● Set exercise A: Copy the records word for word, from their first line through the line containing "210], [247, 238]]]".

● Quoted text:
# Thread: Applied Maxima and Minima Problem

1. ## Applied Maxima and Minima Problem

The base and top of a rectangular covered box are three times as long as they are wide. If the volume is a maximum for fixed total surface area, find the proportion of the height of the box to the short side of its base.

Does anyone know how to solve this??

2. Let:
x = width of box
h = height of box
V = Volume of box
A = Surface Area of box
P = Proportion of the height of the box to the side of the base
then:
length of box = 3x

$V = 3x^2h$

$A = 2x.h+2.3x.x+2.3x.h = 8xh+6x^2=2x(4h+3x)$

$P = \frac{h}{x}$

Now for constant A we can make h a function of x by re-arranging formula for A as follows:
$\frac{A}{2x}=4h+3x$

$4h=\frac{A}{2x}-3x$

$h=\frac{A}{8x}-\frac{3}{4}x$

And so now we can calculate V as a function of x:
$V = 3x^2h=3x^2(\frac{A}{8x}-\frac{3}{4}x) = \frac{3A}{8}x-\frac{9}{4}x^3$

And to find the maximum V we need $\frac{dV}{dx}=0$ so:
$\frac{dV}{dx}=\frac{3A}{8}-\frac{27}{4}x^2=0$

$\frac{3A}{8}=\frac{27}{4}x^2$

$A=18x^2$

But we also know that $A = 2x(4h+3x)$ so:
$2x(4h+3x)=18x^2$

$4h+3x=9x$

$4h=6x$

$2h=3x$

$\frac{h}{x}=\frac{3}{2}$

So $P=\frac{3}{2}$

Which is the solution:
Proportion of the height of the box to the side of the base is 1.5 !

● Records shown:
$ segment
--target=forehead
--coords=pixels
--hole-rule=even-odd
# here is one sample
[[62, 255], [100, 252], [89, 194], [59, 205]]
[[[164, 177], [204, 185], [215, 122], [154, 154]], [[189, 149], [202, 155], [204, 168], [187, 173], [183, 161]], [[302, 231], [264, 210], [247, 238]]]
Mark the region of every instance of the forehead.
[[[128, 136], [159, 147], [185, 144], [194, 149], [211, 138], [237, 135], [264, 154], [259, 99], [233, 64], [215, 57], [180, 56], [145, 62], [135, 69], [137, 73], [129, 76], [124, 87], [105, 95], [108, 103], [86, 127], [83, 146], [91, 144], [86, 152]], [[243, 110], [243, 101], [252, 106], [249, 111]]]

● Set exercise B: Continue the thread on the applied maxima and minima box problem from the point where it stops.

● Task result A:
$ segment
--target=forehead
--coords=pixels
--hole-rule=even-odd
# here is one sample
[[62, 255], [100, 252], [89, 194], [59, 205]]
[[[164, 177], [204, 185], [215, 122], [154, 154]], [[189, 149], [202, 155], [204, 168], [187, 173], [183, 161]], [[302, 231], [264, 210], [247, 238]]]

● Task result B:
3. It always helps to draw a picture. Let x be the short side and h be the height. Then the box is x by 3x by h so:

V = 3x^2*h. This is what you want to maximize, i.e. take derivative and find critical points. But you need to use surface area to solve and substitute for h.

Surface area is a known constant, let's call "SA". SA is the four sides plus the top and bottom. The top and bottom are 3x^2 each and there are 2 sides xh and 2 sides 3xh. So:

SA = 3x^2 + 3x^2 + 2xh + 6xh = 6x^2 + 8xh.

Solve for h = (SA-6x^2)/8x, substitute into V and take derivative of V with respect to x, solve for zero. That will be best x, called Xmax. Then substitute Xmax into above h equation to find Hmax and take the proportion.

Hope this helps.

[This question took 6 minutes to answer]

4. Originally Posted by Pebbles
The base and top of a rectangular covered box are three times as long as they are wide. If the volume is a maximum for fixed total surface area, find the proportion of the height of the box to the short side of its base.
$L = 3W$

$V = LWH = 3W^2H$

$H = \frac{V}{3W^2}$

desired ratio is ...

$\frac{H}{W} = \frac{V}{3W^3}$

surface area ...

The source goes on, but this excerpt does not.